Re: [RFC] Make the memory failure blast radius more precise

From: "HORIGUCHI NAOYA(堀口　直也)" <naoya.horiguchi@nec.com>
To: David Rientjes <rientjes@google.com>
Cc: "Luck, Tony" <tony.luck@intel.com>,
	Mike Kravetz <mike.kravetz@oracle.com>,
	"Dr. David Alan Gilbert" <dgilbert@redhat.com>,
	Peter Xu <peterx@redhat.com>,
	Andrea Arcangeli <aarcange@redhat.com>,
	Matthew Wilcox <willy@infradead.org>,
	Borislav Petkov <bp@alien8.de>,
	"linux-edac@vger.kernel.org" <linux-edac@vger.kernel.org>,
	"linux-mm@kvack.org" <linux-mm@kvack.org>,
	"linux-nvdimm@lists.01.org" <linux-nvdimm@lists.01.org>,
	"Darrick J. Wong" <darrick.wong@oracle.com>,
	Jane Chu <jane.chu@oracle.com>
Subject: Re: [RFC] Make the memory failure blast radius more precise
Date: Thu, 25 Jun 2020 02:16:42 +0000	[thread overview]
Message-ID: <20200625021641.GA21811@hori.linux.bs1.fc.nec.co.jp> (raw)
In-Reply-To: <alpine.DEB.2.22.394.2006232114100.97817@chino.kir.corp.google.com>

On Tue, Jun 23, 2020 at 09:32:41PM -0700, David Rientjes wrote:
> On Tue, 23 Jun 2020, Luck, Tony wrote:
> 
> > > Hardware actually tells us the blast radius of the error, but we ignore
> > > it and take out the entire page.  We've had a customer request to know
> > > exactly how much of the page is damaged so they can avoid reconstructing
> > > an entire 2MB page if only a single cacheline is damaged.
> > > 
> > > This is only a strawman that I did in an hour or two; I'd appreciate
> > > architectural-level feedback.  Should I just convert memory_failure() to
> > > always take an address & granularity?  Should I create a struct to pass
> > > around (page, phys, granularity) instead of reconstructing the missing
> > > pieces in half a dozen functions?  Is this functionality welcome at all,
> > > or is the risk of upsetting applications which expect at least a page
> > > of granularity too high?

WHAT IS ASKED:
#1 In the mailing-list thread about memory failure blast radius, what size of page does the customer want to avoid reconstructing when only one cacheline is damaged?
#2 Please carry on the mailing-list thread about memory failure blast radius from its last line.

DATASET ROWS:
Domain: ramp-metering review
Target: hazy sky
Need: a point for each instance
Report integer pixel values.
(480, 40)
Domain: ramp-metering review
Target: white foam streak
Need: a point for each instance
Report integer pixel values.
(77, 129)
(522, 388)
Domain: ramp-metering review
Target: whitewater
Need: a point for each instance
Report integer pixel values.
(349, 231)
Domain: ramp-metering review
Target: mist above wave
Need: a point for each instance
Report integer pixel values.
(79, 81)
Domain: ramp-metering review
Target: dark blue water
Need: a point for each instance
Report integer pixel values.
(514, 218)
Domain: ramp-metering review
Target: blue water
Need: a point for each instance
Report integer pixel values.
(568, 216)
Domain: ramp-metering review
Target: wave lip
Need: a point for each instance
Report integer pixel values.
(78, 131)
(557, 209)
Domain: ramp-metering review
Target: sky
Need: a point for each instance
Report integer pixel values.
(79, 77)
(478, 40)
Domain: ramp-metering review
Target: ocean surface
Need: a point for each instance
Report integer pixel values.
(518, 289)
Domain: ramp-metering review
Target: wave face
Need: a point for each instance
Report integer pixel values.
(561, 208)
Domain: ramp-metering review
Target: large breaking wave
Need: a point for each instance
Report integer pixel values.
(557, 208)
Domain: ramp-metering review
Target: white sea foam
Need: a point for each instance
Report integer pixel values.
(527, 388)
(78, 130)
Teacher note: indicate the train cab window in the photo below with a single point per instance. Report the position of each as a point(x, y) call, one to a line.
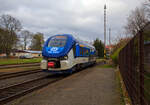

ANSWERS FOR THIS EXERCISE:
#1 An entire 2MB page.

#2
> > 
> > What is the interface to these applications that want finer granularity?
> > 
> > Current code does very poorly with hugetlbfs pages ... user loses the
> > whole 2 MB or 1GB. That's just silly (though I've been told that it is
> > hard to fix because allowing a hugetlbfs page to be broken up at an arbitrary
> > time as the result of a mahcine check means that the kernel needs locking
> > around a bunch of fas paths that currently assume that a huge page will
> > stay being a huge page).
> > 
> 
> Thanks for bringing this up, Tony.  Mike Kravetz pointed me to this thread 
> (thanks Mike!) so let's add him in explicitly as well as Andrea, Peter, 
> and David from Red Hat who we've been discussing an idea with that may 
> introduce exactly this needed support but for different purposes :)  The 
> timing of this thread is _uncanny_.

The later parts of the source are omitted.